What you are asked to do -
What lines in the records below contain the string "metal"? Copy every one.

Records drawn from a dataset:
——————

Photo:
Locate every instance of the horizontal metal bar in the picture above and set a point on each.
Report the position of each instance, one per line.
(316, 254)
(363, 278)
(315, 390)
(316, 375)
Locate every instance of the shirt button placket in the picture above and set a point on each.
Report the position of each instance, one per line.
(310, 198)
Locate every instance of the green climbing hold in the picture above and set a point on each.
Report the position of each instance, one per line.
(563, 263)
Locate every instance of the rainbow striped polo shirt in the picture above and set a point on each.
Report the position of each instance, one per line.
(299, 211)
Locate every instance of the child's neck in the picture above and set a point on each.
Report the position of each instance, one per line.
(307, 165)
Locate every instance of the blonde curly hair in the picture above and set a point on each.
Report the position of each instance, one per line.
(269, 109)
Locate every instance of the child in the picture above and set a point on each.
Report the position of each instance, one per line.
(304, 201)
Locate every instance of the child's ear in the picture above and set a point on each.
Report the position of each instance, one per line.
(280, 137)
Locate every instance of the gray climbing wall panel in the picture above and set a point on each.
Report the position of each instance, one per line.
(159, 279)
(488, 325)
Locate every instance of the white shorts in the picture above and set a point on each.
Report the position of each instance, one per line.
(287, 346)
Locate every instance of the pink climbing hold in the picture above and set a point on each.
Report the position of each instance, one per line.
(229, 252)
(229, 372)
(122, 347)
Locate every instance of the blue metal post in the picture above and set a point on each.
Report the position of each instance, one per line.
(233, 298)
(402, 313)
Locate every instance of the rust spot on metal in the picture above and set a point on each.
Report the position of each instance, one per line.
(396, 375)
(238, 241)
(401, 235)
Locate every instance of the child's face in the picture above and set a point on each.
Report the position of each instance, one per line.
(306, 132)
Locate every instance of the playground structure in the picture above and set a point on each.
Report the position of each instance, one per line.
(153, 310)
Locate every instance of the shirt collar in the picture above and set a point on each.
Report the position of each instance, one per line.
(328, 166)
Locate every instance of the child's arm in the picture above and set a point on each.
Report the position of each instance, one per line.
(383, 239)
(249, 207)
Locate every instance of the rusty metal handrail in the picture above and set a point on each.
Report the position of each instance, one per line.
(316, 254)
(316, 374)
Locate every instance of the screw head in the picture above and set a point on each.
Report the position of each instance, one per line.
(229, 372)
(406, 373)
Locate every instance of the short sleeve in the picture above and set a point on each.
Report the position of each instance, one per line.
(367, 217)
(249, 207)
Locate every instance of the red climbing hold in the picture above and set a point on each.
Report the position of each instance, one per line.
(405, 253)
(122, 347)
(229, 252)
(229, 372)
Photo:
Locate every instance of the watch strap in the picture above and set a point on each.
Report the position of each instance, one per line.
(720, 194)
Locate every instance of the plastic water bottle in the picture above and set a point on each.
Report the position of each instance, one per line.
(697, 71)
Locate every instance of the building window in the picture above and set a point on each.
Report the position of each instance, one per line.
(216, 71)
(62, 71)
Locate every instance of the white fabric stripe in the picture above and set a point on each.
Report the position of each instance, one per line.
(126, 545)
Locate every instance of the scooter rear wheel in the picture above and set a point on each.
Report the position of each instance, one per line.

——————

Answer below -
Locate every instance of the horizontal metal bar in the picture above and set a point on each.
Locate every instance of the blue metal post in the picture above and set a point on each.
Locate every instance of the rust spot on metal in the picture above and set a point on each.
Locate every instance of the rusty metal handrail in the picture above and set a point on each.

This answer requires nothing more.